## The task
Output, word for word, every line from the line with "In this exercise you will indicate the dog's" through the final line of the data below.

## Records for this task

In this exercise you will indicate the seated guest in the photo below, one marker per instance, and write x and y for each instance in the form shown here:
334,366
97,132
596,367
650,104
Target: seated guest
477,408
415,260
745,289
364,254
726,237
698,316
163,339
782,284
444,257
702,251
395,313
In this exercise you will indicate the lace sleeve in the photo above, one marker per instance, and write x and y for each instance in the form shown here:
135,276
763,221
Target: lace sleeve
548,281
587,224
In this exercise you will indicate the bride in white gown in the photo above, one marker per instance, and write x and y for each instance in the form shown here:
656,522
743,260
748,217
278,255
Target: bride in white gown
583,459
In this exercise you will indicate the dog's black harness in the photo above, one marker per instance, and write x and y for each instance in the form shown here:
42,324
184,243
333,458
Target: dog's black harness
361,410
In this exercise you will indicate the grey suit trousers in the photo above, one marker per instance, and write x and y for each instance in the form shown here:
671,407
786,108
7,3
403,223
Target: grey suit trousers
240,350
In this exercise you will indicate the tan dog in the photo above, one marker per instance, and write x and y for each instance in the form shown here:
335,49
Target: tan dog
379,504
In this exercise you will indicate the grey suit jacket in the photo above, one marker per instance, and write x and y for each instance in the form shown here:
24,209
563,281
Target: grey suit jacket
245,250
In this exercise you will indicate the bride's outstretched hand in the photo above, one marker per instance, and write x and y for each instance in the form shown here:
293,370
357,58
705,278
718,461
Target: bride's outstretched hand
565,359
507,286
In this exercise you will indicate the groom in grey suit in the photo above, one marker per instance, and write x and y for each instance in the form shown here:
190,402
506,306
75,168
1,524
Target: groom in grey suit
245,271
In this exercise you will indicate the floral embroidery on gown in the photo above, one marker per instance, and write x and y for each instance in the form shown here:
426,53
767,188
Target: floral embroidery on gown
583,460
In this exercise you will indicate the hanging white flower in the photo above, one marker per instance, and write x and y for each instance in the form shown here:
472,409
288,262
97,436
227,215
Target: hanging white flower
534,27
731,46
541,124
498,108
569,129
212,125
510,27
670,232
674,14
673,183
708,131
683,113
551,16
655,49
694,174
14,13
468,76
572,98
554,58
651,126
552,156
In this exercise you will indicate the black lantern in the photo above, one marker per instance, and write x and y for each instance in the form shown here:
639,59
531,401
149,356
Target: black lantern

## Task output
In this exercise you will indicate the dog's black harness in the photo above, one marker per instance, and write x and y for each instance in the form shown here:
42,324
184,243
333,458
Target: dog's black harness
361,410
In this exercise you will indicate the grey suit trousers in the photo above, one marker per instance, and write x and y for each instance in the form shown here:
671,407
786,108
7,3
403,223
Target: grey suit trousers
240,350
In this exercise you will indicate the tan dog in the photo above, one marker per instance, and write x and y for each instance in the form shown here:
335,49
Target: tan dog
379,504
In this exercise you will indicate the grey suit jacket in the photo above, one marker per instance, and write x and y for each instance in the form shown here:
24,209
563,281
Target: grey suit jacket
245,250
In this exercise you will indicate the bride's outstretched hand in the photo above, one marker per instance, and write x and y for each instance in the form shown here:
293,370
357,58
705,278
718,461
Target: bride's outstretched hand
565,359
507,286
In this exercise you will indicate the groom in grey suit in the photo above, one marker per instance, and write x and y for each instance in the form shown here:
190,402
506,306
75,168
1,524
Target: groom in grey suit
245,271
In this exercise you will indicate the floral embroidery on gown in the photo above, one marker per instance, and write x and y for each instance in the form shown here:
426,53
767,188
Target: floral embroidery on gown
583,460
In this exercise you will indicate the hanging white flower in the photo above, one marker per instance, and write x and y for each instance in the form shown here:
472,409
288,262
97,436
227,215
Target: hanging white flower
534,27
731,46
541,124
498,108
569,129
212,125
510,27
670,232
674,14
673,183
708,131
683,113
551,16
655,49
694,174
14,13
468,76
572,98
554,58
651,126
552,156
In this exercise you will indicate the black lantern in the photo above, one marker per instance, and write x and y for each instance in the form shown here:
639,59
531,401
149,356
Target: black lantern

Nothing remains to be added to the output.